## Start

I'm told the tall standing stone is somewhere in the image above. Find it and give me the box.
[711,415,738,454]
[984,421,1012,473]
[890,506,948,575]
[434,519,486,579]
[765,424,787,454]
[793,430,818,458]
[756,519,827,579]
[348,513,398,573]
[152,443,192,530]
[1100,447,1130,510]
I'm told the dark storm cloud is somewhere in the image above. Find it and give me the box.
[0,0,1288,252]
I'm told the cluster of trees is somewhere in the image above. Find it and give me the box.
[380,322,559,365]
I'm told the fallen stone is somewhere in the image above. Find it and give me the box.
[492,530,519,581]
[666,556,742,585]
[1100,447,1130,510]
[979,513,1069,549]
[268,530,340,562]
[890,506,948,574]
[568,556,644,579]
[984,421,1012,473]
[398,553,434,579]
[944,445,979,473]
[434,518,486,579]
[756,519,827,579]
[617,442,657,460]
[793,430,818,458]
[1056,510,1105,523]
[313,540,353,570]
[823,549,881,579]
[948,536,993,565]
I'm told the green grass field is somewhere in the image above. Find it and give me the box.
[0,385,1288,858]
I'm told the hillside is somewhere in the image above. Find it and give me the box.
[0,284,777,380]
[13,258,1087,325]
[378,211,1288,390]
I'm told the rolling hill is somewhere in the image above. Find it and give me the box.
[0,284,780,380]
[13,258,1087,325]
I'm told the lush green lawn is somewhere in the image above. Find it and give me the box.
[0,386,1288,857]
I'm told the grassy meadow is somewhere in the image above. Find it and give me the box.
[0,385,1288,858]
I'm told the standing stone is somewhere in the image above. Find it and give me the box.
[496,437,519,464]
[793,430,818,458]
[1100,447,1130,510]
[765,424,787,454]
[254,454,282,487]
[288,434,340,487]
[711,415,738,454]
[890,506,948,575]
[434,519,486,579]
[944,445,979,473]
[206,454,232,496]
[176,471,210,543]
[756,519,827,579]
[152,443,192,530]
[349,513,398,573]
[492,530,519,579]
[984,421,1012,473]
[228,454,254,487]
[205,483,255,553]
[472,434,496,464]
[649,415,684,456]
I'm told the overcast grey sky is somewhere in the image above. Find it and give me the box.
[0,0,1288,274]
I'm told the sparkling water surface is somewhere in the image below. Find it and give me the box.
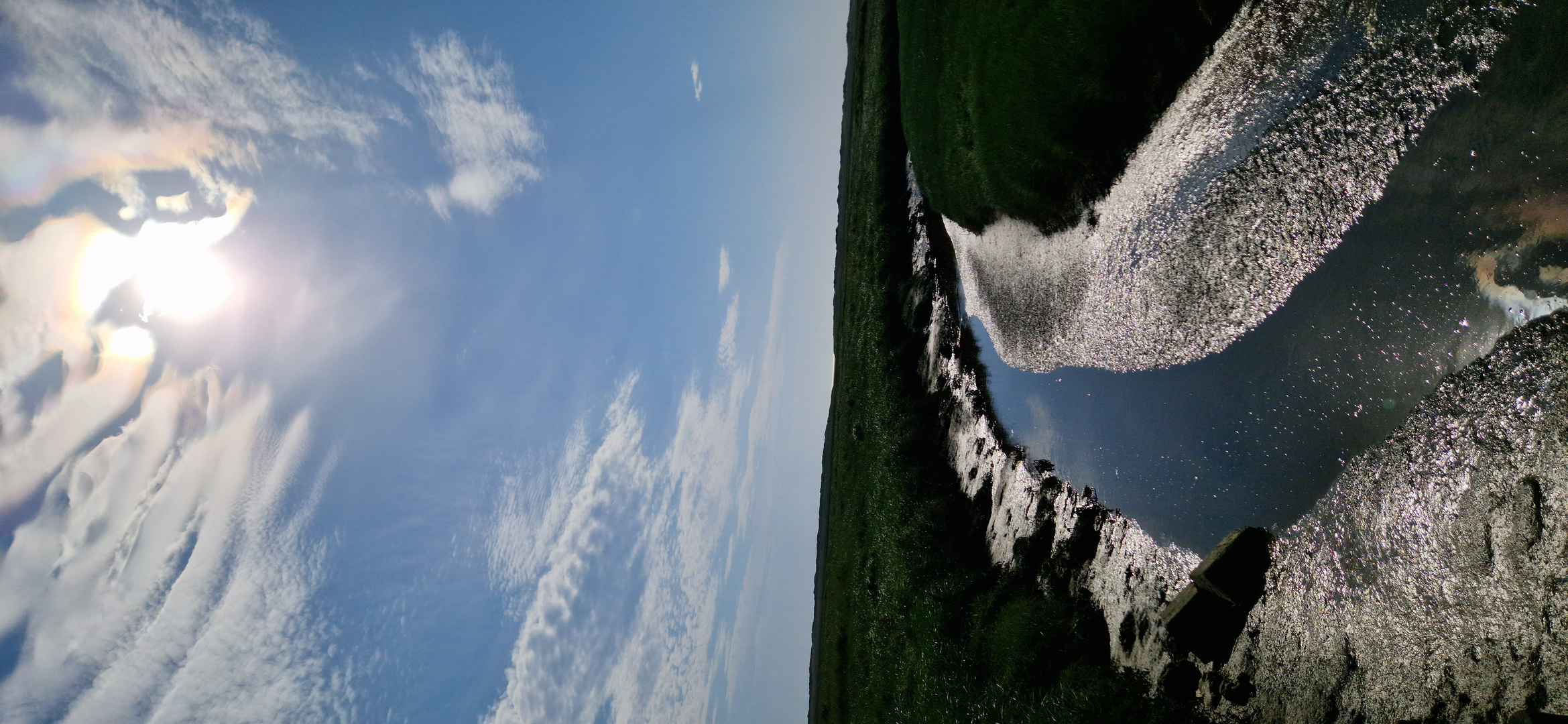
[972,8,1568,550]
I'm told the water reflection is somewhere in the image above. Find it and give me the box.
[974,3,1568,550]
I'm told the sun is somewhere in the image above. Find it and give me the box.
[136,249,234,318]
[75,194,249,318]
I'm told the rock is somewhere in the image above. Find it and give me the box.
[1160,528,1273,664]
[1192,528,1273,609]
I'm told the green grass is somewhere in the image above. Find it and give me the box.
[810,0,1217,724]
[897,0,1240,231]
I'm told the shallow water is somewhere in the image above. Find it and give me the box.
[975,0,1568,550]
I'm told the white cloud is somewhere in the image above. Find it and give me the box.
[485,249,782,724]
[0,0,385,204]
[400,32,540,215]
[0,371,353,723]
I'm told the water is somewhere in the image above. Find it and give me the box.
[955,0,1568,550]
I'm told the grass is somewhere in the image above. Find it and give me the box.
[897,0,1240,232]
[809,0,1217,724]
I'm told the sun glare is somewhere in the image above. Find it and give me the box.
[136,251,234,316]
[105,328,157,359]
[75,194,249,316]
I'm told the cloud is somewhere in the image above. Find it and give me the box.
[485,247,782,724]
[400,32,540,217]
[0,370,353,723]
[0,0,385,204]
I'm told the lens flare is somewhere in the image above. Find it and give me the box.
[75,193,251,316]
[103,328,157,359]
[136,251,234,316]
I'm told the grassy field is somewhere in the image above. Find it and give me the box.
[810,0,1198,724]
[897,0,1240,231]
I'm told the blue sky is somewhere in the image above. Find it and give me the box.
[0,0,847,723]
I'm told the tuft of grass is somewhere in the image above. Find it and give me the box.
[897,0,1242,232]
[809,0,1201,724]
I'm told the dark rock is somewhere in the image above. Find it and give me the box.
[1160,528,1273,664]
[1160,585,1247,664]
[1192,528,1273,609]
[1160,661,1203,701]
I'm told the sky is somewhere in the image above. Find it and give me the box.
[0,0,848,724]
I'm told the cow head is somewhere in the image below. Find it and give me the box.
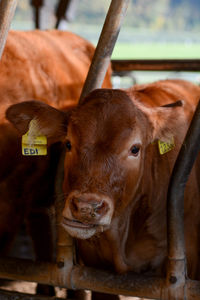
[7,89,183,239]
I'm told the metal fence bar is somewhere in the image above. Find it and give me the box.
[0,0,17,58]
[0,289,65,300]
[80,0,130,103]
[167,102,200,299]
[0,258,200,300]
[111,59,200,72]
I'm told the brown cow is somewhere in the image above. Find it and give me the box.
[7,80,200,298]
[0,30,111,296]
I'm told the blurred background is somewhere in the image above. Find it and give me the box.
[12,0,200,87]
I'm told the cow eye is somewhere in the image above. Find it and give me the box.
[131,145,140,156]
[65,140,72,151]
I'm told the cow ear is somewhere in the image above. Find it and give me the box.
[6,101,69,143]
[141,101,187,142]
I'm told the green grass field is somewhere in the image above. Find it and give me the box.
[112,43,200,59]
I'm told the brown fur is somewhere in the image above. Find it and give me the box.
[0,30,111,255]
[7,80,200,279]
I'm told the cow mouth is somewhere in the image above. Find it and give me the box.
[62,217,98,229]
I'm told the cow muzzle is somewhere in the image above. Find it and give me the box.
[62,191,114,239]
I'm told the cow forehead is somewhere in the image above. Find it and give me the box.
[69,92,145,144]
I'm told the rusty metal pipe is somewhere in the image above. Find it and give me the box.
[0,289,65,300]
[80,0,130,103]
[0,0,17,58]
[0,258,200,300]
[167,102,200,259]
[111,59,200,72]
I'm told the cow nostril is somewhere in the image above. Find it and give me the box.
[71,198,79,212]
[94,201,106,214]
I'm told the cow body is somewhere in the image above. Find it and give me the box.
[0,30,110,255]
[7,80,200,284]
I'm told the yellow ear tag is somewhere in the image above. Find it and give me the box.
[158,138,175,155]
[22,120,47,156]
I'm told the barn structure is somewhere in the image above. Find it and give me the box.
[0,0,200,300]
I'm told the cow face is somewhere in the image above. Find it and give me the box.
[63,90,152,238]
[7,90,183,239]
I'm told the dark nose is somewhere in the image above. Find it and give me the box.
[70,197,108,222]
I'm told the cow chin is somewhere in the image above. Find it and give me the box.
[62,219,109,240]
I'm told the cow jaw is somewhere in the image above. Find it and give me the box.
[62,191,114,239]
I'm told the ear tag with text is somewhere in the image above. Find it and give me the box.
[158,138,175,155]
[22,120,47,156]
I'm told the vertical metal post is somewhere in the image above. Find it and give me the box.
[167,102,200,299]
[80,0,130,103]
[31,0,44,29]
[0,0,17,59]
[55,148,74,286]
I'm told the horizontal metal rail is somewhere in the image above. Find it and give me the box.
[0,289,65,300]
[111,59,200,72]
[0,259,200,300]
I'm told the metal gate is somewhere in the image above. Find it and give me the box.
[0,0,200,300]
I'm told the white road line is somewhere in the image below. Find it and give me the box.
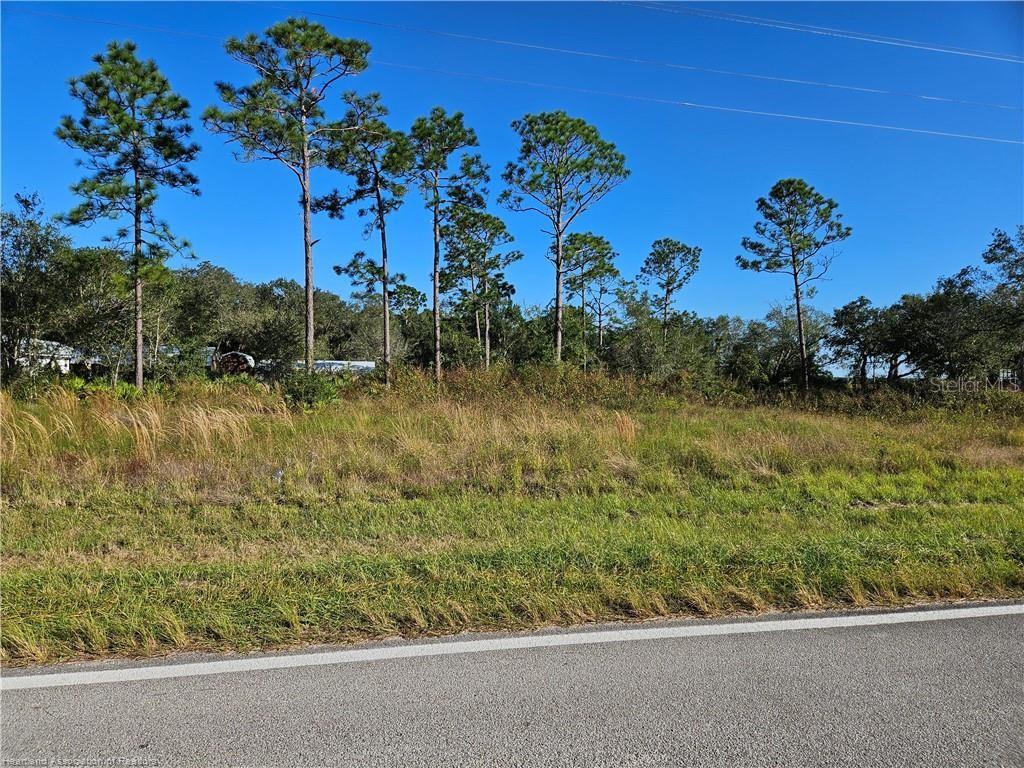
[0,604,1024,691]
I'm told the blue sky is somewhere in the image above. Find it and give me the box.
[2,0,1024,317]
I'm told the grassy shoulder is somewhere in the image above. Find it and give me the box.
[0,376,1024,664]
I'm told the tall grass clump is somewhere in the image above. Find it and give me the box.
[0,367,1024,663]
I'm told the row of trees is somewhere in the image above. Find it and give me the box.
[0,187,1024,388]
[41,18,864,386]
[4,18,1020,388]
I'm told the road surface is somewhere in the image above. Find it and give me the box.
[2,604,1024,768]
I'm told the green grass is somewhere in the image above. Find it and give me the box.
[0,376,1024,664]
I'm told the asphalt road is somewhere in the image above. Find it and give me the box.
[0,608,1024,768]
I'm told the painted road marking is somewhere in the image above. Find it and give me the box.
[0,604,1024,691]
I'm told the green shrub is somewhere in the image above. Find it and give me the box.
[279,371,342,411]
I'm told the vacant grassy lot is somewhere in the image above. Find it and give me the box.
[0,376,1024,663]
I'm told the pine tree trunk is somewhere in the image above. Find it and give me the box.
[469,272,483,356]
[580,286,587,371]
[662,291,671,342]
[483,276,490,371]
[302,143,313,374]
[555,228,562,362]
[132,170,144,389]
[433,195,441,384]
[374,180,391,387]
[793,268,811,393]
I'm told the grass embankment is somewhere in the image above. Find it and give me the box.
[0,376,1024,664]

## End

### WHAT NEEDS TO BE DONE
Copy out the part of the data that starts with the line containing "I'm told the grass is" and ends with the line containing "[75,194,249,316]", keeping it word for word.

### RIGHT ANSWER
I'm told the grass is somewhere in the image above. Find it and give me the box.
[897,0,1240,232]
[809,0,1217,724]
I'm told the sun glare is somewhere in the image above. Find it and give me the box.
[136,251,234,316]
[105,328,157,359]
[75,194,249,316]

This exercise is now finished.